-- begin --
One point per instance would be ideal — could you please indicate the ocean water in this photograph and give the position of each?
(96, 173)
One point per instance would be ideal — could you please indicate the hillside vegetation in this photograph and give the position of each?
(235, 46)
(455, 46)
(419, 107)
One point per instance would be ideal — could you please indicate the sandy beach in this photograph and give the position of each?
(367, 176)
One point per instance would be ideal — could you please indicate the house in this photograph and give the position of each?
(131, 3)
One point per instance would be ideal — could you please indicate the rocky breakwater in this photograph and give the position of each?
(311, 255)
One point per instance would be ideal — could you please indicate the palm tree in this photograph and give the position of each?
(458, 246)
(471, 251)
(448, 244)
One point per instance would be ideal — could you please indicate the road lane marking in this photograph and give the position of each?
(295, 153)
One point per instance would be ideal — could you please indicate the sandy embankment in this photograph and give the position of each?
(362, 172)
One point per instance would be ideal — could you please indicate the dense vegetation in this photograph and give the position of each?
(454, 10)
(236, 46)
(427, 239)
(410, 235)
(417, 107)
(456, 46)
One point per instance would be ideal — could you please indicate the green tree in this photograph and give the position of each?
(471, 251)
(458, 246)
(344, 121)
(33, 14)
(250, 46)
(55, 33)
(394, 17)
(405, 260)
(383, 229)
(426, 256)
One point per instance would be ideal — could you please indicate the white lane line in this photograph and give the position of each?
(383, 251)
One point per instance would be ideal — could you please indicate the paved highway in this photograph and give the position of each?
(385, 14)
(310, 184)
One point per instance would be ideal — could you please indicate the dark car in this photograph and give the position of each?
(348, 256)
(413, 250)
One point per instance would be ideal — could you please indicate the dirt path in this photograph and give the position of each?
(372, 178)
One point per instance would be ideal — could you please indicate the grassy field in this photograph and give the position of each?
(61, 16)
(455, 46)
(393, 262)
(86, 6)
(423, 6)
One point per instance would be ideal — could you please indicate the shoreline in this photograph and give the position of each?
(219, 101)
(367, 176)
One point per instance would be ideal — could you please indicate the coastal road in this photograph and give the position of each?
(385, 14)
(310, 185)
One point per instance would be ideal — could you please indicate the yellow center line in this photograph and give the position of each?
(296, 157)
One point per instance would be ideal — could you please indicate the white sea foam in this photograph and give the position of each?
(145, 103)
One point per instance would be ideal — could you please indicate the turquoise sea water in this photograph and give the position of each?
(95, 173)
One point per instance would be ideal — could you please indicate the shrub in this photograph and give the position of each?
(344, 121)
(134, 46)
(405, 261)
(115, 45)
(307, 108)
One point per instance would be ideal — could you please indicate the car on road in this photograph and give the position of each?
-- end --
**TASK BRIEF:** Return all of the data above verbatim, reproducing every line without any change.

**RESPONSE TO THIS EXERCISE:**
One point per instance would be ideal — could you please indicate the ocean water in this photograph and give the position of each?
(96, 173)
One point per instance would be ideal — could you please indicate the hillside vegetation in this photograph and give the position of each?
(235, 46)
(455, 46)
(419, 107)
One point per instance would be ideal — could you please indicate the sandy beach in this photograph and give the position of each?
(367, 176)
One point per instance would be ideal — could you please indicate the house in this photograph and give the position of each?
(131, 3)
One point per instance would be ideal — could you please indicate the rocky breakwater in this photograph and give the position of each?
(311, 255)
One point per instance would be ideal — could you please indicate the palm tree in this photograph and give the position of each?
(458, 246)
(471, 251)
(448, 244)
One point per instance would be ideal — could you please indicate the road lane marking in this photograph and give the position of each?
(295, 153)
One point per instance would be ideal — could you please indicate the sandy embankment in this photograph and give the position of each?
(362, 172)
One point per instance would be ideal — could you please indicate the dense vegetation in this photograph and give the position of each?
(454, 10)
(236, 46)
(427, 239)
(410, 235)
(417, 107)
(456, 46)
One point per instance would be ideal — could you please indicate the green tree in this photograph and give the position of each?
(471, 251)
(458, 246)
(344, 121)
(33, 14)
(250, 46)
(55, 33)
(394, 17)
(405, 260)
(383, 229)
(426, 256)
One point per instance would be ideal — could you please indicate the white lane line in this photograph and give the position of each?
(383, 251)
One point per instance would be ideal — could you please indicate the paved highway in this photograph and give the position of each?
(385, 14)
(310, 184)
One point per instance would be ideal — could you please indicate the dark car in this photograph and give the position of each?
(348, 256)
(413, 250)
One point per instance would be ideal — could you please indicate the dirt path in this photograph and give the position of each?
(372, 178)
One point per instance would be ideal — could you please indicate the grassy field in this photograph and give the position of each?
(61, 16)
(455, 46)
(393, 262)
(86, 6)
(423, 6)
One point per instance would be ideal — could you please indicate the shoreline in this photograph and give the position of each?
(219, 101)
(367, 176)
One point per instance would be ideal — could you please indicate the coastal road in this photograph and give the position of each?
(385, 14)
(310, 185)
One point per instance would be ideal — could you please indicate the yellow center line in this photograph and give the position of each?
(296, 157)
One point per instance would be ideal — could you please indicate the white sea foam in this photograph and give the position of each?
(145, 103)
One point per instance would be ideal — could you please indicate the turquoise sea water in this photograph and give the position of each?
(95, 173)
One point per instance would be ideal — could you please indicate the shrub in this photograph and give the position of each?
(344, 121)
(134, 46)
(405, 261)
(115, 45)
(307, 108)
One point per instance would be ideal — could you please indicate the car on road in this photograph and give the position of each?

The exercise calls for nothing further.